Extracted information -
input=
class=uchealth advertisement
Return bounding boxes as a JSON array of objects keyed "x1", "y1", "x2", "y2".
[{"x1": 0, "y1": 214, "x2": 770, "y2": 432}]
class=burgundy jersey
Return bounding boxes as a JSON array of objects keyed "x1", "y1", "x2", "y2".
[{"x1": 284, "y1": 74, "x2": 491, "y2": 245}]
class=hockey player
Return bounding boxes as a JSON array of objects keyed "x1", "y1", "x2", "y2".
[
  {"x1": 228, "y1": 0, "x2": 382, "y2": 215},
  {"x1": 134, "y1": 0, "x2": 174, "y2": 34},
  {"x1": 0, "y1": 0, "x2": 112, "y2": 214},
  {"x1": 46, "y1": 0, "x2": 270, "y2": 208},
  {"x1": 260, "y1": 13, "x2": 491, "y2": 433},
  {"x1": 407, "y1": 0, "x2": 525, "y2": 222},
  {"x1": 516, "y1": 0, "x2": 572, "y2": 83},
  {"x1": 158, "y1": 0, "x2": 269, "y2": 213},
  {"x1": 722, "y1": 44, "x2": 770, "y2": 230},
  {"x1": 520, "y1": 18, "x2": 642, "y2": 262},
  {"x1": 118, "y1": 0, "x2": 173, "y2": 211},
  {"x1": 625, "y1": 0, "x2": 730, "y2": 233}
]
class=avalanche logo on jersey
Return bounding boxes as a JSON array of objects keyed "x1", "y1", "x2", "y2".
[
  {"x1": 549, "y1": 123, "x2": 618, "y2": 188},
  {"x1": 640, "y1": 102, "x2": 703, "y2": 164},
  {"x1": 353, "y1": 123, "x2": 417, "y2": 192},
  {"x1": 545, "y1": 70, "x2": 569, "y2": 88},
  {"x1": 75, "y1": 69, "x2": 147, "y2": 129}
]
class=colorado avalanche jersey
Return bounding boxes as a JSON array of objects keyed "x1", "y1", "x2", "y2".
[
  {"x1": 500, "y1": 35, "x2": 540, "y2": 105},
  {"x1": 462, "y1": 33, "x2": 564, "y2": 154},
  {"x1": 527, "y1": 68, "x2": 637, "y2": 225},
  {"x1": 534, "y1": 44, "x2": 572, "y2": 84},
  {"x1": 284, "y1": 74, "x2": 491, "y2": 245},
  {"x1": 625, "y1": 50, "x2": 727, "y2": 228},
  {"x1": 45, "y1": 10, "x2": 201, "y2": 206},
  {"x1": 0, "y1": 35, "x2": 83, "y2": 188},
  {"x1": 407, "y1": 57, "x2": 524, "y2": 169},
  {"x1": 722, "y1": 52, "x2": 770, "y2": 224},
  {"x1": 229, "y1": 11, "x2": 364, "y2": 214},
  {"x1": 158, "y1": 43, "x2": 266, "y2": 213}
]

Task -
Rescale the lines starting at the one containing "class=colorado avalanche jersey" and ending with the last line of the material, reproducing every line, requests included. Multiply each bounding-box coordinate in the answers by 0.85 and round to the nearest whole number, with halves rounded up.

Exercise response -
class=colorado avalanche jersey
Return bounding boxes as a JSON array of objects keyed "x1", "y1", "x2", "y2".
[
  {"x1": 425, "y1": 30, "x2": 459, "y2": 89},
  {"x1": 393, "y1": 28, "x2": 479, "y2": 131},
  {"x1": 448, "y1": 58, "x2": 541, "y2": 191},
  {"x1": 454, "y1": 37, "x2": 486, "y2": 71},
  {"x1": 241, "y1": 63, "x2": 417, "y2": 208},
  {"x1": 531, "y1": 43, "x2": 618, "y2": 194},
  {"x1": 38, "y1": 9, "x2": 171, "y2": 175},
  {"x1": 0, "y1": 30, "x2": 71, "y2": 160},
  {"x1": 346, "y1": 48, "x2": 445, "y2": 144},
  {"x1": 614, "y1": 44, "x2": 655, "y2": 190},
  {"x1": 195, "y1": 9, "x2": 309, "y2": 182},
  {"x1": 134, "y1": 37, "x2": 226, "y2": 181}
]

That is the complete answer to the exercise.